▶ EXERCISE REQUIREMENTS
Repeat the lines from the one containing "of the utility" through the last line of the data, exactly, pictures omitted.

☆ ☆ ☆

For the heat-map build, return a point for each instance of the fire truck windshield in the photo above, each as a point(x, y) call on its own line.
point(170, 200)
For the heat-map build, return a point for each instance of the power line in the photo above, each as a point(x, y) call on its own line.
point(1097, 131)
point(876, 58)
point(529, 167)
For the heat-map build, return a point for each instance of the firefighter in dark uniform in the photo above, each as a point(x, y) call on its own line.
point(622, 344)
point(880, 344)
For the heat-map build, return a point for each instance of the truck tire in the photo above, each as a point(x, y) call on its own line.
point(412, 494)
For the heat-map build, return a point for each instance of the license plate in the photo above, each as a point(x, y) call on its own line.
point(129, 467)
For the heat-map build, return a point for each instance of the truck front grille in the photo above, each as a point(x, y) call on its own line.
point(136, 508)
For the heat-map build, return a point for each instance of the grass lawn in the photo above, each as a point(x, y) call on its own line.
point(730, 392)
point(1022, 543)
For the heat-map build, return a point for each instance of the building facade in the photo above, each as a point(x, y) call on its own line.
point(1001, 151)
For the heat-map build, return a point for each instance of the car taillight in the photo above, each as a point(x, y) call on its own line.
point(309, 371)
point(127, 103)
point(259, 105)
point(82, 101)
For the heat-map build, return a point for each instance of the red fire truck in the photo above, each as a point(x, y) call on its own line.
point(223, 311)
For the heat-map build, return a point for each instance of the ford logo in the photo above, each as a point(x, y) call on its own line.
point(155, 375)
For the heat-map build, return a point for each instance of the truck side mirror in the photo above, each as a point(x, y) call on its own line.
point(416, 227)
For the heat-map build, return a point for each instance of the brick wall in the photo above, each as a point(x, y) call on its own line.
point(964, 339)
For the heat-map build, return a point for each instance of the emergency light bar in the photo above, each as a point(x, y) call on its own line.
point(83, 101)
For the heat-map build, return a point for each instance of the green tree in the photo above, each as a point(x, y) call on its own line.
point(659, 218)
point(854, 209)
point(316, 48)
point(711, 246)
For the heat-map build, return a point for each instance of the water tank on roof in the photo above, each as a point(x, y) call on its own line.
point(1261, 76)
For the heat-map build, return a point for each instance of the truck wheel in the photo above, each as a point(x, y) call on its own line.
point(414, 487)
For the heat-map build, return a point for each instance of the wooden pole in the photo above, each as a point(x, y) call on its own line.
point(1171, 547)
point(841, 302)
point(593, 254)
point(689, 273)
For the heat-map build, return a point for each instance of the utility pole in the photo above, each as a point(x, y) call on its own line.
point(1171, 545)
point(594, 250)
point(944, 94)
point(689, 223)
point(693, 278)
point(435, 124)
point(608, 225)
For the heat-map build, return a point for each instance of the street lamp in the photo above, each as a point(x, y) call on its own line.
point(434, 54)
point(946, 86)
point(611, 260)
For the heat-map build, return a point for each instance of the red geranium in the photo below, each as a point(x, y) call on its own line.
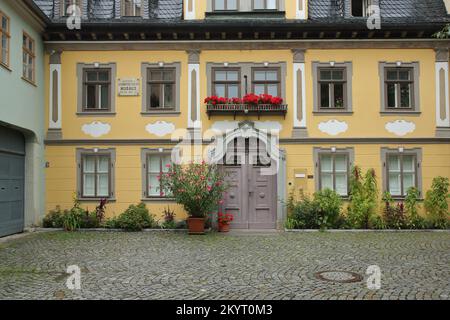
point(225, 218)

☆ ☆ ☆

▶ FINISHED TASK
For the heat-map build, return a point for each instance of the utility pole in the photo above, each as a point(x, y) call on its own line.
point(1171, 545)
point(594, 250)
point(944, 94)
point(689, 223)
point(693, 278)
point(435, 124)
point(608, 225)
For the heat-map build, return a point for each instance of the street lamp in the photo above, each as a point(x, y) call on its own line.
point(434, 54)
point(946, 86)
point(611, 260)
For the heat-map build, return a point for each instance of the red geranium in the photo below, each as a point(x, y) call on its own line.
point(225, 218)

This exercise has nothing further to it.